**Short exercise**
Copy the listing from the line containing "Identify the white wall" through the line containing "[0, 26, 132, 366]", substituting "enclose it in a box" for every "draw a box around it" and leaving everything else unchanged. Return only those lines.

:: Provided records ::

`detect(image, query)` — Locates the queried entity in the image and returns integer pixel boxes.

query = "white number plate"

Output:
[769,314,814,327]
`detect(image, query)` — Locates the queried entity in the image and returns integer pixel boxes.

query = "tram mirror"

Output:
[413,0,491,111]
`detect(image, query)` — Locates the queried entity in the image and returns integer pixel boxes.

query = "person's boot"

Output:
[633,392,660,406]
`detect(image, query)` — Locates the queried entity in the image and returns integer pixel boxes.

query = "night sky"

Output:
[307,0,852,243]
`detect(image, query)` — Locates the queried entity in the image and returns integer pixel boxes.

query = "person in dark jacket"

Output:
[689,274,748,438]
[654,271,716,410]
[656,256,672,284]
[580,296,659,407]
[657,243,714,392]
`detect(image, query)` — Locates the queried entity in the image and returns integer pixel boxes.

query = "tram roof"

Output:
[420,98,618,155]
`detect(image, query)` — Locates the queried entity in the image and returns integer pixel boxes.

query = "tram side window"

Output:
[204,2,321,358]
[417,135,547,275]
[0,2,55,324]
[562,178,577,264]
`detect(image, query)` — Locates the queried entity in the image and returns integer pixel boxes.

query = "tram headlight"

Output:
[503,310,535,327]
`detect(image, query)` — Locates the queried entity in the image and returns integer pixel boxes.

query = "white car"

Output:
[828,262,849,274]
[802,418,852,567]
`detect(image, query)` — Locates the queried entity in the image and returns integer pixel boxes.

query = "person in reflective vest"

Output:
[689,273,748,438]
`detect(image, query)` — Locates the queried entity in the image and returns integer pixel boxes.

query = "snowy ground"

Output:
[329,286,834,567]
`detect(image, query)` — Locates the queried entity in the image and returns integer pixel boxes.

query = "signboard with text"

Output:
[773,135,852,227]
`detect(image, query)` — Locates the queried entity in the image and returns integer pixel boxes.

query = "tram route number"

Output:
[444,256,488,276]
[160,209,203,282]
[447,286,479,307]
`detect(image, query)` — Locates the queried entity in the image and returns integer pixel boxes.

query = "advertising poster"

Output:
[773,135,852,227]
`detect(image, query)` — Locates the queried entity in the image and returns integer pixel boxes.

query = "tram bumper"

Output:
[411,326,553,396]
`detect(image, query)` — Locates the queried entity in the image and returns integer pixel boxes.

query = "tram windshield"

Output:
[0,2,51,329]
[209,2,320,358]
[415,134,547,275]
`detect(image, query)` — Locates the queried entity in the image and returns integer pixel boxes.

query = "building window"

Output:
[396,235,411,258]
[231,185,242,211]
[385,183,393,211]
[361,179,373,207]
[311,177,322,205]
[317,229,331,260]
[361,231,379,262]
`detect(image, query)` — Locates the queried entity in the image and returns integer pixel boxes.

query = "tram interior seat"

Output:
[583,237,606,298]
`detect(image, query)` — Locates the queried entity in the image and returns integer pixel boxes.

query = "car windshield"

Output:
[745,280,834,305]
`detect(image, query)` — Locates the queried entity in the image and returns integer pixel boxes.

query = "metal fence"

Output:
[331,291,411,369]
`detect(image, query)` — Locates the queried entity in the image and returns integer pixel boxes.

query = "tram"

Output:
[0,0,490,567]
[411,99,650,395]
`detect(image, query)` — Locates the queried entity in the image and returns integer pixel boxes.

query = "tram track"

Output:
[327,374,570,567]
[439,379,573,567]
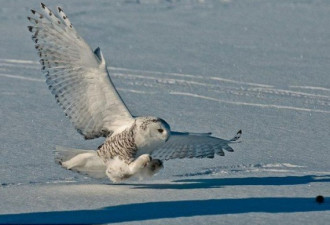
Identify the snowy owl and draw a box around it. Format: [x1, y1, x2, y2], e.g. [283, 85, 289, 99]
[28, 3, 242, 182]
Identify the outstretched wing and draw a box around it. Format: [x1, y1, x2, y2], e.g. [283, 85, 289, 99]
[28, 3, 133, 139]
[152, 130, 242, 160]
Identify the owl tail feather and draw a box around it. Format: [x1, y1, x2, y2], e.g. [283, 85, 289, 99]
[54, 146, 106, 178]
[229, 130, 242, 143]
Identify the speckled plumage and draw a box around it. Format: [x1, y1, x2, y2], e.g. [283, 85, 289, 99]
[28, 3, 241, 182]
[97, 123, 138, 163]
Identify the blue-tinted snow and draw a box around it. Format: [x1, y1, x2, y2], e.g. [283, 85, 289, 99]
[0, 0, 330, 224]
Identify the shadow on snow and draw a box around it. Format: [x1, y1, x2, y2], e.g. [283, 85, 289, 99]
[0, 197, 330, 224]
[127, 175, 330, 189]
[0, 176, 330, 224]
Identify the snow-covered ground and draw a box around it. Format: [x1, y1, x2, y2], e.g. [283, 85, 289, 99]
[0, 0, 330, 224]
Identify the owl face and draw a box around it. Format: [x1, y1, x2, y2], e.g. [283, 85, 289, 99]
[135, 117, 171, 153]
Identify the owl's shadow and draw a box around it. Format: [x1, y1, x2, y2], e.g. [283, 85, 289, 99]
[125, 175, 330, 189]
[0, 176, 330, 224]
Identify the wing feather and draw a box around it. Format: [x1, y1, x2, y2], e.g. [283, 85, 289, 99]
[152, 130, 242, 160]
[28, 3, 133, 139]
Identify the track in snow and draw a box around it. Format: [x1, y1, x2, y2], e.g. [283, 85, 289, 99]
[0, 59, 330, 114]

:::
:: Provided records ::

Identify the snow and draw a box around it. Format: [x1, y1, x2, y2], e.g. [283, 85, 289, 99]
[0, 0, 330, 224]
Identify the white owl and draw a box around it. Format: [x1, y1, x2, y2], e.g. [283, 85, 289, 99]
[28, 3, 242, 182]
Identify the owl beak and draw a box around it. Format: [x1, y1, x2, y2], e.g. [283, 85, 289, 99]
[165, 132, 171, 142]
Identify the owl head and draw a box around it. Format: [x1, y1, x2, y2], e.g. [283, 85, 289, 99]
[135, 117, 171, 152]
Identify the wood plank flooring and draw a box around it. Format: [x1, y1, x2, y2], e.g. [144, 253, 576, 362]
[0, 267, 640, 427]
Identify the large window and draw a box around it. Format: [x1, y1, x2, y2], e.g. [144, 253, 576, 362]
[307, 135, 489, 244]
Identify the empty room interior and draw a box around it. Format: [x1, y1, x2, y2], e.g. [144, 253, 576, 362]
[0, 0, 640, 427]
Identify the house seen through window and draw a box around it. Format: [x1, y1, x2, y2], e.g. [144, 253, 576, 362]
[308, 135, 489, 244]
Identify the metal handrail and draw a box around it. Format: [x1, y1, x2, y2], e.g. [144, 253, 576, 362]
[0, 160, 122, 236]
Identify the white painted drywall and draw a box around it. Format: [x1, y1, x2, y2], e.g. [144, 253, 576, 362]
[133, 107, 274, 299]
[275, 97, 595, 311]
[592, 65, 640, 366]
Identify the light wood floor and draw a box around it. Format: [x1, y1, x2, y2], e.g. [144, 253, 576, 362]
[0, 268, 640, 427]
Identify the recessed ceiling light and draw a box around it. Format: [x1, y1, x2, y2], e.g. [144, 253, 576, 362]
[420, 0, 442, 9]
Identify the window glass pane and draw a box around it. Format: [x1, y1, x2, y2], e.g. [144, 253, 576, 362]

:::
:: Provided records ::

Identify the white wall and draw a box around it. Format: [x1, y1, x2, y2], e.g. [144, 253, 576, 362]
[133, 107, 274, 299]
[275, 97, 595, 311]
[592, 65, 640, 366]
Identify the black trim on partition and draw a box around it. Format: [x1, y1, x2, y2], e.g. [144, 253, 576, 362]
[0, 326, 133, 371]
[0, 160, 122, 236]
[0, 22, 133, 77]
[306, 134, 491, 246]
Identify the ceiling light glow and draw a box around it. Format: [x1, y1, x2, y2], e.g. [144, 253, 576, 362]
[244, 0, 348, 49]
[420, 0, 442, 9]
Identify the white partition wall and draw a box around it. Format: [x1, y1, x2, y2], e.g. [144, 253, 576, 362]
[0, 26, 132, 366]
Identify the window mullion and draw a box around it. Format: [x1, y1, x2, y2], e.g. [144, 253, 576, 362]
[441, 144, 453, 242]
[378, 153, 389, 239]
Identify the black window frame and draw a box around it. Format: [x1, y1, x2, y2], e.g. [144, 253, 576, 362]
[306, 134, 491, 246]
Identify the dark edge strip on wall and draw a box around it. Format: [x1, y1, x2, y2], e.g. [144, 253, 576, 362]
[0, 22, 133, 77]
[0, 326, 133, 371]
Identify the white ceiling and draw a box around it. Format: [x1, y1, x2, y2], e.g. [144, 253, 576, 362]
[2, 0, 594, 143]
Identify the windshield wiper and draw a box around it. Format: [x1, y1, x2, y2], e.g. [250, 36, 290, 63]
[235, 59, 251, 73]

:::

**Written answer**
Identify the white wall and enclose it in a box. Format: [x1, y1, x2, y2], e.g. [144, 253, 576, 362]
[133, 107, 274, 299]
[275, 97, 595, 311]
[592, 65, 640, 366]
Identify the black trim on partition and enclose it in a box. Format: [x1, y1, x2, y2], e.g. [144, 253, 576, 362]
[0, 326, 133, 371]
[0, 160, 122, 236]
[0, 22, 133, 77]
[306, 134, 491, 246]
Identify the ceiling light glow and enclose it in a box. Format: [x1, y1, x2, y2], e.g. [144, 253, 576, 362]
[244, 0, 348, 49]
[420, 0, 442, 9]
Identify the white partition wall and enclose it in a box. Format: [x1, y1, x2, y2], e.g. [144, 253, 576, 362]
[0, 26, 132, 366]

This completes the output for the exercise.